Goal of the exercise -
So that nothing is lost, transcribe each line of the records exactly.

(Records supplied Opens)

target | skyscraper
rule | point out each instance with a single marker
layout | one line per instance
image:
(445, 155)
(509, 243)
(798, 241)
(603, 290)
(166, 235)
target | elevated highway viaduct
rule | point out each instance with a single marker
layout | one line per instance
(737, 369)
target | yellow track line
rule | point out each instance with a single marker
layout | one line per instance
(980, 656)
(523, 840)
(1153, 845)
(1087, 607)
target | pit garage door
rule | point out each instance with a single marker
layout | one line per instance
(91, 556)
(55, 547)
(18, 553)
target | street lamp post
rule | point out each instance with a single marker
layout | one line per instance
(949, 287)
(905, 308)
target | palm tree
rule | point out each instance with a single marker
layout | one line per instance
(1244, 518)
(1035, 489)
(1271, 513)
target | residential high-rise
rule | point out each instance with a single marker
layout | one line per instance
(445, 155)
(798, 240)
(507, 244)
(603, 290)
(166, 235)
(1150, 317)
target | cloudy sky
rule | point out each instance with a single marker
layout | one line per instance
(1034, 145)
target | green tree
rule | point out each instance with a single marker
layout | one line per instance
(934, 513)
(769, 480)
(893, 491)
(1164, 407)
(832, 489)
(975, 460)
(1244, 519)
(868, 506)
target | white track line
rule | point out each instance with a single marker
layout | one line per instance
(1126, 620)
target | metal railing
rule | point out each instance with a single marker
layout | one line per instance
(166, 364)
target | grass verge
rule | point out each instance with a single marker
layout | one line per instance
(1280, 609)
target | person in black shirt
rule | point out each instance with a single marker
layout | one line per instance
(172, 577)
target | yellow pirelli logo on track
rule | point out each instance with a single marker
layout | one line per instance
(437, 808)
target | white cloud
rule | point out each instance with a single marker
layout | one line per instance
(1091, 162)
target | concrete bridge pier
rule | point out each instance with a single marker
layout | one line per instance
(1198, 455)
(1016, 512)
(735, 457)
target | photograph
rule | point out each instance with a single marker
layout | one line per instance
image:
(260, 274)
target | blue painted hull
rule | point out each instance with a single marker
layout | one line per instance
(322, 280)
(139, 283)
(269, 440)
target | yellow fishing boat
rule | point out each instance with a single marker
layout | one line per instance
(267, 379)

(Records supplied Closes)

Result -
target | skyscraper
rule | point out each instance with a single marker
layout | one line per instance
image:
(445, 155)
(509, 243)
(798, 241)
(603, 290)
(166, 235)
target | elevated highway viaduct
rule | point out each instance with a single marker
layout | one line per instance
(737, 369)
target | yellow track line
rule | point out each instance with a single marker
layout | one line per instance
(980, 656)
(523, 840)
(1153, 845)
(1087, 607)
target | pit garage door
rule | point out each instance with a single marker
layout | one line per instance
(91, 556)
(55, 547)
(18, 553)
target | street lamp post
rule | point out each instance with a single marker
layout | one line per instance
(949, 287)
(905, 308)
target | palm tree
rule | point out each instance with a single marker
layout | one line per instance
(1244, 518)
(1035, 489)
(1271, 513)
target | residential high-rise
rule | point out each instance with a single marker
layout | one line per instance
(445, 155)
(798, 240)
(507, 244)
(603, 290)
(166, 235)
(1150, 317)
target | cloudy sky
rule | point out each instance with a single marker
layout | one line per instance
(1034, 145)
target | green tree
rule | point out each instance with a single marker
layout | one line per instance
(934, 513)
(769, 480)
(893, 491)
(1164, 407)
(832, 489)
(975, 460)
(1244, 519)
(868, 506)
target | white track line
rule | point out each instance with a single marker
layout | one line per instance
(1126, 620)
target | metal railing
rule | point out each instance with a single marker
layout | one line per instance
(166, 364)
target | grass verge
rule | point out each instance with a single marker
layout | one line per instance
(1280, 609)
target | person in black shirt
rule | point out each instance with a single marker
layout | one line per instance
(172, 577)
target | yellow pirelli logo on track
rule | point out each instance with a single marker
layout | one line per instance
(437, 808)
target | white cloud
rule | point out each instance with a single marker
layout | one line per instance
(1091, 162)
target | concrete bridge pier
rule | point out each instance with a single marker
layout | one line per instance
(1198, 455)
(1016, 512)
(735, 457)
target | photograph
rule | point out each instance with a single marker
layout | one line per instance
image:
(260, 274)
target | blue painted hull
rule | point out each instance with a single marker
layout | one line per instance
(322, 280)
(139, 283)
(269, 440)
target | yellow fishing boat
rule | point out each instance with a single marker
layout | one line per instance
(267, 379)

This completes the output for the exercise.